How many of the lines below contain the word "house"? Reply with the number only.
■ ■ ■ ■ ■
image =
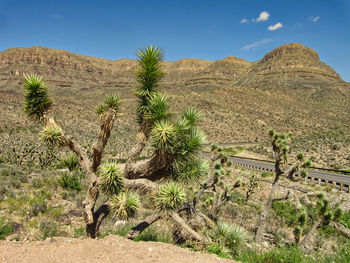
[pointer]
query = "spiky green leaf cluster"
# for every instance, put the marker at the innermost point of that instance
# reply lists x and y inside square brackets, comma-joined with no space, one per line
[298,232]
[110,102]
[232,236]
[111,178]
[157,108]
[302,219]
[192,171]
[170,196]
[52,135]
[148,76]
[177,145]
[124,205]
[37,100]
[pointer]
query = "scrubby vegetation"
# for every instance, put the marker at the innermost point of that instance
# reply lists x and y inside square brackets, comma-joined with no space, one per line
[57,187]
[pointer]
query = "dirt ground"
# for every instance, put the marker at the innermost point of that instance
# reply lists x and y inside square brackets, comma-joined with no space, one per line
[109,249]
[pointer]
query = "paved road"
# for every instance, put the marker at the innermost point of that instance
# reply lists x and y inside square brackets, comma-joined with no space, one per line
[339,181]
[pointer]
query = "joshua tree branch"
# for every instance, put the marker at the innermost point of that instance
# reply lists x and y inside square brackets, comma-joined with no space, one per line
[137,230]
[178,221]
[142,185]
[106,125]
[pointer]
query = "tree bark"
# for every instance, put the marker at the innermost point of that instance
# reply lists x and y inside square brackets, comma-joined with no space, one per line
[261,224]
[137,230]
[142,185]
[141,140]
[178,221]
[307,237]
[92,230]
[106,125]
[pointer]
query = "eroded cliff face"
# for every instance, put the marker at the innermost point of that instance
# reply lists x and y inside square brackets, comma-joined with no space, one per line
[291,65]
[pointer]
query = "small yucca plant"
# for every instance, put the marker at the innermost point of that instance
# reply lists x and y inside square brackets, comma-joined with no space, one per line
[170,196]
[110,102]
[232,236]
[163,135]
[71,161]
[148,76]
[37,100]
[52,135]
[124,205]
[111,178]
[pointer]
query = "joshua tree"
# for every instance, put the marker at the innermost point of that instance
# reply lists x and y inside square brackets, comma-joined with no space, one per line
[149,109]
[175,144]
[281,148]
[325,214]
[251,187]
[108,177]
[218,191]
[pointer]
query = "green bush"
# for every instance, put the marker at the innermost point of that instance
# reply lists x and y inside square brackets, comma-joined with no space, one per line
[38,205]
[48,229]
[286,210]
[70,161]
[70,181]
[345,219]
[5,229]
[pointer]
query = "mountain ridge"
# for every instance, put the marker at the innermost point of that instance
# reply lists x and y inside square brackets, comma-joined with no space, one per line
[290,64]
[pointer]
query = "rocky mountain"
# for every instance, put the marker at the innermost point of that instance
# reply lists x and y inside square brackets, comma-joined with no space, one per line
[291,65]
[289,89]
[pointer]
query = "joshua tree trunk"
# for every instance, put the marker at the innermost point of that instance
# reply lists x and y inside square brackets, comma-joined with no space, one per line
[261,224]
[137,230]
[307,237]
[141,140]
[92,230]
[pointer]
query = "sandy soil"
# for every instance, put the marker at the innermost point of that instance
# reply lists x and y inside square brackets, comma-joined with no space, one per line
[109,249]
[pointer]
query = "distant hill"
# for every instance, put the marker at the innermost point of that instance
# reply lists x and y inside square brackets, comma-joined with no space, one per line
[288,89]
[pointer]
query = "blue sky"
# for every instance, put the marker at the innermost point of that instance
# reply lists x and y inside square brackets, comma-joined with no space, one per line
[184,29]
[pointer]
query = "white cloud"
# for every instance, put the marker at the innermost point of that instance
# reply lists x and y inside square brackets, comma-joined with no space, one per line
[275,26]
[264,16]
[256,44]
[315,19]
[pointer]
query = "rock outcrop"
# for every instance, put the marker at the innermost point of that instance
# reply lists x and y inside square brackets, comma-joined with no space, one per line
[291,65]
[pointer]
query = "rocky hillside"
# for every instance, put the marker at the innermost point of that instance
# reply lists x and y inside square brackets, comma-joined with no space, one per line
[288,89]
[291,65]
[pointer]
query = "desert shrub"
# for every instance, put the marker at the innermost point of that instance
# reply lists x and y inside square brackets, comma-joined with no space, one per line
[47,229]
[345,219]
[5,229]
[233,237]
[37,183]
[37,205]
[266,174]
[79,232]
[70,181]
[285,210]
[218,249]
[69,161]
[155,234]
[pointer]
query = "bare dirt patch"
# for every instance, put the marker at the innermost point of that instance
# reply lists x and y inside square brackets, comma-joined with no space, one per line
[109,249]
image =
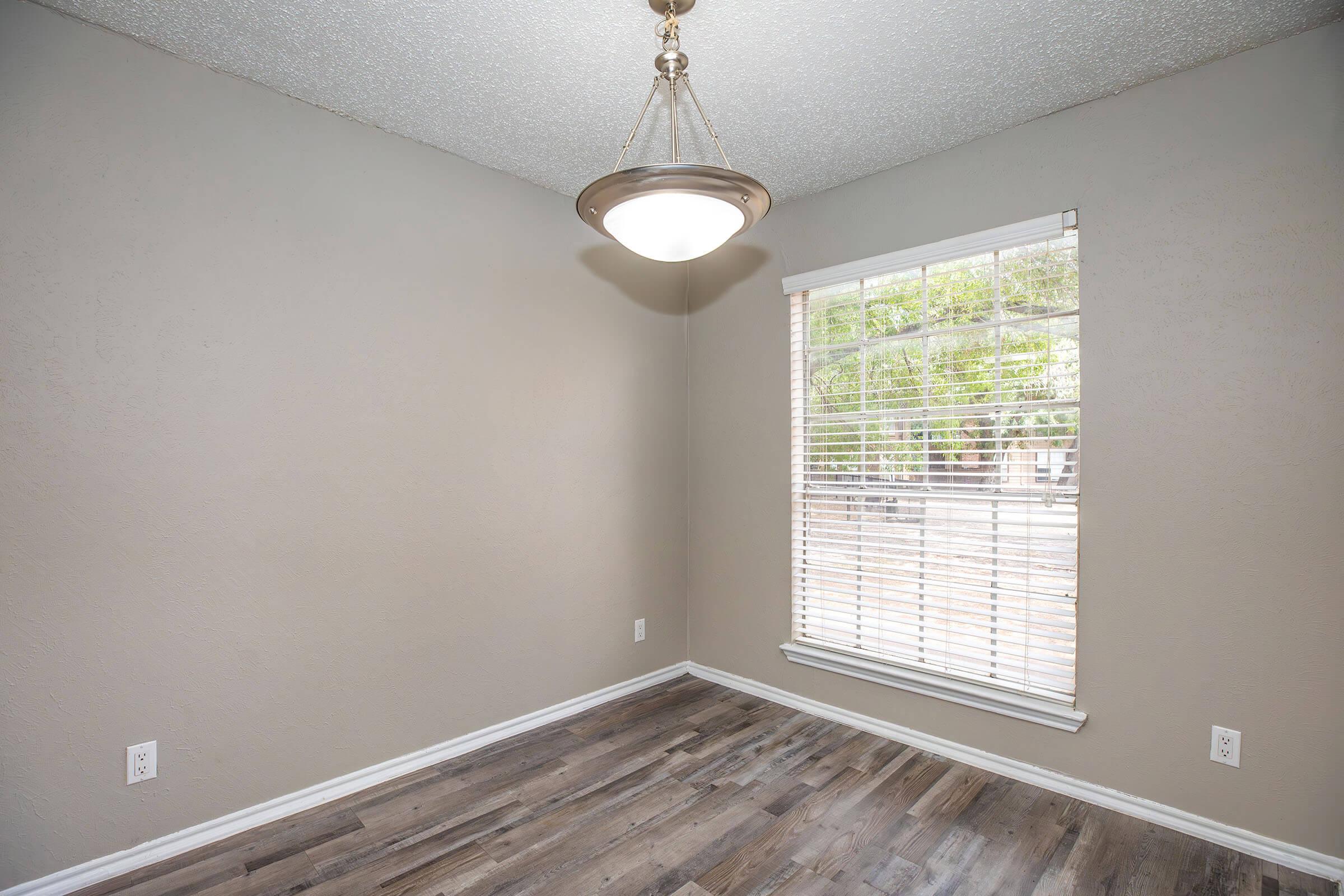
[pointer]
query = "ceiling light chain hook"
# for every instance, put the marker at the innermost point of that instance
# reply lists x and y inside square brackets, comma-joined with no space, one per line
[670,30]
■ ■ ■ ■ ■
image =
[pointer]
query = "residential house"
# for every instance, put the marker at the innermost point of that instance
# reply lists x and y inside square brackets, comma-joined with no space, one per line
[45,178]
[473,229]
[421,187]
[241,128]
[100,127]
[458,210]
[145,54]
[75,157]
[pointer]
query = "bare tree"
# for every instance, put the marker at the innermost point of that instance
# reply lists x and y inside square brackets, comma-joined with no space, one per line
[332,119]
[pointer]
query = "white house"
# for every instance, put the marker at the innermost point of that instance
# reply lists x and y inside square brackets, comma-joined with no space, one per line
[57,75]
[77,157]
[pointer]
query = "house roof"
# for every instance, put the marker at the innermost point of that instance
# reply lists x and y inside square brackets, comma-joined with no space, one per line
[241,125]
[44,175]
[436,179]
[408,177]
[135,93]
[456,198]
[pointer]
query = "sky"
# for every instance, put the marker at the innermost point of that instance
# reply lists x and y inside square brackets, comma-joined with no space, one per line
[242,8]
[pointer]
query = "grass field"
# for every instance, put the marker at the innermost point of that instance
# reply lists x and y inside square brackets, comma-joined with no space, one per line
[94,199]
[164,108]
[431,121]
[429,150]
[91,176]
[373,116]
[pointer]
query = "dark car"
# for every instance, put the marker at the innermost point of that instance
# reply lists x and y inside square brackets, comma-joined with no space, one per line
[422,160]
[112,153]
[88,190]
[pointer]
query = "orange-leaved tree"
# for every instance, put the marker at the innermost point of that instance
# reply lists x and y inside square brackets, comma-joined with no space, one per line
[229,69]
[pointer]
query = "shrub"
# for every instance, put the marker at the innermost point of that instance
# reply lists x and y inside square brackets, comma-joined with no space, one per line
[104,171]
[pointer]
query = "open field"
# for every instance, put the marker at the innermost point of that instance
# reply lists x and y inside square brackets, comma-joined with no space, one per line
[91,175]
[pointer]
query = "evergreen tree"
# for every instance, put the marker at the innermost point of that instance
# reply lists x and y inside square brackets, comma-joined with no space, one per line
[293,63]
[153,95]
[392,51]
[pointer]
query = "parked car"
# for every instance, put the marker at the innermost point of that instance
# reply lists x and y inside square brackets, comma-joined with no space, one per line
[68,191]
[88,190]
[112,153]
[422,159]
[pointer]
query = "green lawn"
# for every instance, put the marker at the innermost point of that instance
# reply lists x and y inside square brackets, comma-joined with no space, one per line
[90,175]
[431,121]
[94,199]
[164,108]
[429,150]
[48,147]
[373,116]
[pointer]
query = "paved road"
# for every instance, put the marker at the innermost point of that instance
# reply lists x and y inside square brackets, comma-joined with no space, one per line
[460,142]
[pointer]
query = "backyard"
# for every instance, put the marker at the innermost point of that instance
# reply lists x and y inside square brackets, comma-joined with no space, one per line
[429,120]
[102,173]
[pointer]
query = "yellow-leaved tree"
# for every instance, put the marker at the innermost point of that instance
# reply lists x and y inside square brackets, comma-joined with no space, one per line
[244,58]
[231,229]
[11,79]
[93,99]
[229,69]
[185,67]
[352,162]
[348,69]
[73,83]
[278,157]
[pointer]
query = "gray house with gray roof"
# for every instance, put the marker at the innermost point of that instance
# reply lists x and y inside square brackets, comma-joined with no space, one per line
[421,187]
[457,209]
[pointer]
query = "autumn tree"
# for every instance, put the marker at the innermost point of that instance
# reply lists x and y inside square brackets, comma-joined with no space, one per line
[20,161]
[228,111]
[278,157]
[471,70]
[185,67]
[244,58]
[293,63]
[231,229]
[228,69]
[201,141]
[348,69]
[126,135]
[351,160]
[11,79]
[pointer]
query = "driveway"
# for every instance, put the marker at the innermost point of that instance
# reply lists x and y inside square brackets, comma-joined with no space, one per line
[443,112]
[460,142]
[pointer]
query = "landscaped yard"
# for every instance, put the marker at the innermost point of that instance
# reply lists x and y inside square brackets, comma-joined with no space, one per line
■ ■ ■ ■ ■
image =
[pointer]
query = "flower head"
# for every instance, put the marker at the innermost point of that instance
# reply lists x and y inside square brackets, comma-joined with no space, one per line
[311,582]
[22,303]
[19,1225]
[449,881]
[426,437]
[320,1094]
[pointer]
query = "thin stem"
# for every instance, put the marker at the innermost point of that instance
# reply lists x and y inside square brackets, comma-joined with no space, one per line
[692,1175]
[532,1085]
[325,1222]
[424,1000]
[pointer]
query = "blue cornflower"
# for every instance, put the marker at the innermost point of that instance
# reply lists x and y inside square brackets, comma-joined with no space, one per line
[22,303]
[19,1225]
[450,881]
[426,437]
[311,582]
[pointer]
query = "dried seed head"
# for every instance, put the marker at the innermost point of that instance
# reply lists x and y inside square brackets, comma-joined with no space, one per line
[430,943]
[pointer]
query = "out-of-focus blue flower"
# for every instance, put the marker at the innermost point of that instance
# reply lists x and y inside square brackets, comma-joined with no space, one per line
■ ■ ■ ■ ■
**FINISHED ANSWER**
4